> **Set exercise**: Take the entries below and reproduce them word for word.
· · · ·
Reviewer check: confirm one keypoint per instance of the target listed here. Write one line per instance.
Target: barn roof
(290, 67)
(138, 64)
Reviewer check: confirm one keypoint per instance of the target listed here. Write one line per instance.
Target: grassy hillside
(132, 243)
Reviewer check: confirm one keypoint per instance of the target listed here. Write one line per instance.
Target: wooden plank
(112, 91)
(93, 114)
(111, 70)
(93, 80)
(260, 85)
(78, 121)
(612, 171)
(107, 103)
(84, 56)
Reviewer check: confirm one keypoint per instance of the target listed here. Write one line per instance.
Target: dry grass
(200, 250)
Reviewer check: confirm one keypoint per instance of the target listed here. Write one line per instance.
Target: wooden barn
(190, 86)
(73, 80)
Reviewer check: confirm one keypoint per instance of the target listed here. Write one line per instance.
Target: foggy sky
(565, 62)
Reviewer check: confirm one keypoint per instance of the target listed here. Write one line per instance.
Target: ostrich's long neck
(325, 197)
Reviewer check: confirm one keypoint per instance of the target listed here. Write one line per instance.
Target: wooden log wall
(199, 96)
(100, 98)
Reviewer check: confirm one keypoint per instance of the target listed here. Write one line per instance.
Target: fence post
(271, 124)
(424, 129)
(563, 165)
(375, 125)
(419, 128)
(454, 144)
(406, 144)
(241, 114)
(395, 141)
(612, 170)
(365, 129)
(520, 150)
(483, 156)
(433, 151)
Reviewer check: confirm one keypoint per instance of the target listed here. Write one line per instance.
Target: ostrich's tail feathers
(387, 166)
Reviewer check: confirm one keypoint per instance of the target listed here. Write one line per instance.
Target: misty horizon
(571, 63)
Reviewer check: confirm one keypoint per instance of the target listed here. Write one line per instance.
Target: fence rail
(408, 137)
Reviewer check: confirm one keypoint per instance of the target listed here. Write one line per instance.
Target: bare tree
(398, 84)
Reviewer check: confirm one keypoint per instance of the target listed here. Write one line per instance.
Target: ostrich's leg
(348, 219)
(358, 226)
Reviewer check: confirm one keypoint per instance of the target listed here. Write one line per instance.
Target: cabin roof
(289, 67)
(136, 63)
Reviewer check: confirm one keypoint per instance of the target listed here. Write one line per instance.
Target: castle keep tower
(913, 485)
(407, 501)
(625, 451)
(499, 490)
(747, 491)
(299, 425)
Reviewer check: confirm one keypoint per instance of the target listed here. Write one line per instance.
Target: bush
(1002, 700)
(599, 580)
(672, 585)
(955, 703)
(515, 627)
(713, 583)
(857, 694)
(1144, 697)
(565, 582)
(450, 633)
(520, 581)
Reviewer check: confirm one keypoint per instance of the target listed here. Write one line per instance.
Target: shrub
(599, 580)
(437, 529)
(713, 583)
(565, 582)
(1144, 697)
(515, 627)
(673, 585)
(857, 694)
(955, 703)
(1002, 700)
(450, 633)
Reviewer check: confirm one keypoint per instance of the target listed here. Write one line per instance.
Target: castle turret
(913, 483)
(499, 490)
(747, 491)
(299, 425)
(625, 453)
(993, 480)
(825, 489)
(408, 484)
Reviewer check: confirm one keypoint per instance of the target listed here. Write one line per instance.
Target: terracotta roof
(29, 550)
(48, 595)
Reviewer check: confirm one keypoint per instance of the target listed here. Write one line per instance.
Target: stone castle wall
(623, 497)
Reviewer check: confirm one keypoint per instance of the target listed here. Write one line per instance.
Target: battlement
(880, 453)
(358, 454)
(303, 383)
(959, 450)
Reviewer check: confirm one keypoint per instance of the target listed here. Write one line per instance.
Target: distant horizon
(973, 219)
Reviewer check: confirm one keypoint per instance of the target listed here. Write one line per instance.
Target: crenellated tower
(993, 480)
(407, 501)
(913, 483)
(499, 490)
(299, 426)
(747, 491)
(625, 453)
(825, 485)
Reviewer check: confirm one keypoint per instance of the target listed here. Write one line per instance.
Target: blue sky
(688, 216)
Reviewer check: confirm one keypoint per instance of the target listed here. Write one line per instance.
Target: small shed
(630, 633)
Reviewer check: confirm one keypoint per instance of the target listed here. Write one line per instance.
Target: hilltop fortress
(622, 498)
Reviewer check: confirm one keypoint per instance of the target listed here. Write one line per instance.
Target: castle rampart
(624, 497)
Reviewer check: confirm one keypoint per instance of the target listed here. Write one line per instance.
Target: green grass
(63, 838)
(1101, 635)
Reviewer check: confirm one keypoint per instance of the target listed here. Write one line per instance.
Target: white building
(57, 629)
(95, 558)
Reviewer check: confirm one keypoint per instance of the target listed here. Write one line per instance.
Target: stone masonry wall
· · · ·
> **Exercise answer**:
Reviewer check: confirm one keypoint per instance of the target listed here. Write one line per instance.
Target: barn roof
(290, 67)
(138, 64)
Reviewer check: confirm one keypoint per instance of the target listed here. Write one line per instance.
Target: grassy hillside
(132, 243)
Reviewer check: confirm one keypoint per instance of the target listed here. Write one line per instance.
Target: wooden plank
(112, 91)
(93, 114)
(111, 70)
(93, 80)
(260, 85)
(78, 121)
(612, 171)
(107, 103)
(84, 56)
Reviewer check: confirm one keypoint per instance of the target listed here. Write one line per instance.
Target: dry grass
(200, 250)
Reviewer check: confirm one keypoint per instance of the target listed here. Write one line per instance.
Target: wooden barn
(190, 86)
(73, 80)
Reviewer check: confirm one keypoint per instance of the target listed here. Write one line per instance.
Target: foggy sky
(565, 62)
Reviewer check: confirm one keypoint per instance of the target listed here. Write one line per instance.
Target: ostrich's long neck
(325, 197)
Reviewer check: confirm one keypoint per instance of the target listed here. Write one line per instance.
Target: wooden log wall
(199, 96)
(100, 98)
Reviewer check: confirm one keypoint per instance of the target listed here. Write one line per instance.
Target: fence post
(271, 124)
(424, 129)
(563, 165)
(375, 125)
(419, 128)
(454, 144)
(406, 144)
(241, 114)
(395, 141)
(612, 170)
(365, 129)
(520, 150)
(483, 156)
(433, 151)
Reviewer check: confirm one keypoint per instance of the target listed here. Write one line per instance.
Target: ostrich's tail feathers
(387, 166)
Reviewer check: confirm one keypoint per instance of the target listed here. Write one line per instance.
Target: misty horizon
(571, 63)
Reviewer check: confirm one keypoint per instance of the target listed here. Write one line per instance.
Target: fence rail
(408, 137)
Reviewer check: confirm one keypoint per instance of the target listed here. Write one line per instance.
Target: bare tree
(398, 84)
Reviewer check: confirm one keypoint per instance of the target listed here. Write one line per instance.
Target: ostrich's leg
(348, 219)
(358, 226)
Reviewer check: confirm one keypoint per instance of the target listed here. Write one line per instance.
Target: cabin roof
(289, 67)
(136, 63)
Reviewer check: confirm one keypoint per instance of the target listed here. Write one line per instance.
Target: castle keep tower
(913, 485)
(407, 501)
(625, 451)
(499, 490)
(747, 491)
(299, 425)
Reviewer check: confirm one keypoint per instance of the target listed here. Write one line per instance.
Target: bush
(1002, 700)
(599, 580)
(672, 585)
(955, 703)
(515, 627)
(713, 583)
(857, 694)
(1144, 697)
(565, 582)
(450, 633)
(520, 581)
Reviewer check: confirm one keypoint per instance of the target listed here. Write one line per instance.
Target: shrub
(599, 580)
(437, 529)
(713, 583)
(565, 582)
(1144, 697)
(515, 627)
(673, 585)
(857, 694)
(955, 703)
(1002, 700)
(450, 633)
Reviewer check: confirm one keypoint per instance of the target listed here. Write one line per instance.
Target: castle turret
(913, 483)
(499, 490)
(747, 491)
(299, 425)
(625, 453)
(993, 480)
(825, 489)
(408, 484)
Reviewer check: confirm one keypoint per instance of the target listed here. Write one line per instance.
Target: terracotta roof
(29, 550)
(48, 595)
Reviewer check: confirm one keypoint per instance of the target listed here. Write one line per instance.
Target: stone castle wall
(623, 497)
Reviewer check: confirm one keypoint per instance of the target listed here. Write one line per instance.
Target: battlement
(880, 453)
(358, 454)
(303, 383)
(959, 450)
Reviewer check: confirm one keypoint per instance of the target listed here. Write one line per instance.
Target: distant horizon
(973, 219)
Reviewer check: confirm one keypoint per instance of the target listed here. Write one line per instance.
Target: crenellated tower
(993, 480)
(407, 501)
(913, 483)
(499, 490)
(299, 426)
(747, 491)
(625, 453)
(825, 485)
Reviewer check: confirm one keypoint per instance of the target listed here. Write one line per instance.
Target: blue sky
(688, 216)
Reviewer check: confirm one keypoint per instance of the target listed here. Write one line per instance.
Target: small shed
(630, 633)
Reviewer check: confirm one keypoint per instance of the target listed here. Write one line per instance.
Target: hilltop fortress
(622, 498)
Reviewer check: confirm one keypoint per instance of the target listed here. Write one line per instance.
Target: castle rampart
(624, 497)
Reviewer check: confirm one keypoint per instance of the target listed here. Write one line per instance.
Target: green grass
(63, 838)
(1101, 635)
Reviewer check: confirm one keypoint per instance of the target listed here. Write one line per instance.
Target: white building
(57, 629)
(95, 558)
Reviewer check: confirm one keypoint per instance of the target listed here. Write one line per instance.
Target: stone masonry wall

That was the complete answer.